* **WORK TASK**
Take up the passage about the brochure on Prince Angelo Xuereb Paleologue-Comnenus and continue it from its final sentence.

Included in the package were a brochure entitled "History and Statutes" which concentrates on His Serene Highness's alleged pedigree, curriculum vitae and honors. The Lovejoys should examine this closely, although at this stage of their journey through the chivalric nether regions, they would probably not notice anything wrong with it. Let us take a look at His Serene Highness' background. The brochure tells us that HSH Prince Angelo Xuereb Paleologue- Comnenus, Prince of Constantinople, Prince of Cyprus, Count of Drivasto descends from an ancient Maltese family itself "directly descended from the Imperial Byzantine families of Paleologue-Comnenus which ruled Byzantium and Trebizond and consequently is the legitimate heir to those thrones" .

Prince Angelo was born in M’dina on the island of Malta. Cosmo notes that the Prince has the same Maltese family name as the Grand Chancellor. Cosmo will later learn this is because the two are brothers. After primary and secondary studies on the island, the Prince attended the University of London where, the brochure says, he took a degree in accounting. Much later Cosmo will learn that the Grand Master was successful and ambitious hairdresser. Endowed with a flair for languages, a photographic memory and a very glib tongue, Angelo acquired a certain polish which was to stand him in good stead, especially with rich, susceptible, middle-aged American ladies.

Having also trained in the law, the brochure relates, the Prince became an " International Juridical Counsellor". During the last thirty-five years, the Prince Grand Master accumulated honorary doctorates from Moctezuma University in Spain, the International Philotechnic University in London, the Western Orthodox University, also in England, the Philo-Byzantine University (Spain again), the Frederick II of Swabia International University in Bergamo, Italy, and other similar institutions that exist only to sell worthless diplomas.

* **RECORDS SHOWN**
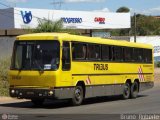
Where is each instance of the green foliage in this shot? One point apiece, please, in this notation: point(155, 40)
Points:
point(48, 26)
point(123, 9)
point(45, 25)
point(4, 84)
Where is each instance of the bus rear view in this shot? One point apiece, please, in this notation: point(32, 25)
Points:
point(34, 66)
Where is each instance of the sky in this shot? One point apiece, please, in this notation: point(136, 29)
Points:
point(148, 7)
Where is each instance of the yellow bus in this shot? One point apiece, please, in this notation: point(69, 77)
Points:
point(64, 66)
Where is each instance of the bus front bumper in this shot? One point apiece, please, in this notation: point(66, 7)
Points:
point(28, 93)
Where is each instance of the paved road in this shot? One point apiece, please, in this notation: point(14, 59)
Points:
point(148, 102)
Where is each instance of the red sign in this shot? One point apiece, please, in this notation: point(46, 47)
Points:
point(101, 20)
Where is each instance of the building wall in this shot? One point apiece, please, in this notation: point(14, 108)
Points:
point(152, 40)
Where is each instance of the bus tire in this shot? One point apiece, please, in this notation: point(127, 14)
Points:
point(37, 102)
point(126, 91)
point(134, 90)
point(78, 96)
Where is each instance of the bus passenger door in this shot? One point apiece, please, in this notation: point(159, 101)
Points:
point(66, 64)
* * *
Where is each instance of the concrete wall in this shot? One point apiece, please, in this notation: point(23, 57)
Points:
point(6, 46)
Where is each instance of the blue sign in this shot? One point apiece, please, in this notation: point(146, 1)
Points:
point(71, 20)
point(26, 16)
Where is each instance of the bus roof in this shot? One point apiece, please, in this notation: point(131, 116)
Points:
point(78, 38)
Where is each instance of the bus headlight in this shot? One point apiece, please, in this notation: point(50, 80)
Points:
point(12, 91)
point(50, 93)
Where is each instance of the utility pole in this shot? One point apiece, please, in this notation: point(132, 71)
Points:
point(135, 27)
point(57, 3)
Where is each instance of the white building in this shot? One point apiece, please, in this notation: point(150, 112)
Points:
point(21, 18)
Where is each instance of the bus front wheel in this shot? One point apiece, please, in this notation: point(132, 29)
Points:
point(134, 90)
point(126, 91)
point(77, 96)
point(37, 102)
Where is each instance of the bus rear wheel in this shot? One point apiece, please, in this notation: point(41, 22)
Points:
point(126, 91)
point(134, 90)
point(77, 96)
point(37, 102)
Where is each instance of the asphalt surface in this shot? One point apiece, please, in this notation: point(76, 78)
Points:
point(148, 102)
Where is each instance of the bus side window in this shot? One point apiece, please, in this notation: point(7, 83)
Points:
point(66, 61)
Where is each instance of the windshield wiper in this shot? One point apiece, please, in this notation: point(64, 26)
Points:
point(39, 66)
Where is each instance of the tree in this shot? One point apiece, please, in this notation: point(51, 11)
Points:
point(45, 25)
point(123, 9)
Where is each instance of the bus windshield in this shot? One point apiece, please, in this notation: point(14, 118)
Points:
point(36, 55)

* **EXERCISE OUTPUT**
As for chivalric honors, Cosmo reads that Prince Angelo holds the Grand Crosses of the Order of St.John of Acre and St.Thomas, the Sovereign Military and Hospitaller Order of Saint John of Jerusalem, Knights of Malta (Ecumenical), the Imperial Order of the Four Lions of Anahuac, the Byzantine Order of the Holy Sepulcher, the Dynastic Order of Saint Agatha de Paterno, the Greek Sovereign Order of Saint Denis of Zanthe, the Order of the Aztec Crown, the Sovereign Order of the Solar Temple (which in 1995 was to come to a bloody and bizarre end in France and Switzerland), the Order of Saint George of Auracania, the Order of St. George of Carinthia, the Sovereign Order of Cyprus, the French Order of Saint Michael, and several others. In addition, Prince Angelo's Order of Constantine Major, the brochure said, was a member organization of the World Union of Chivalry, a body which includes most apocryphal orders.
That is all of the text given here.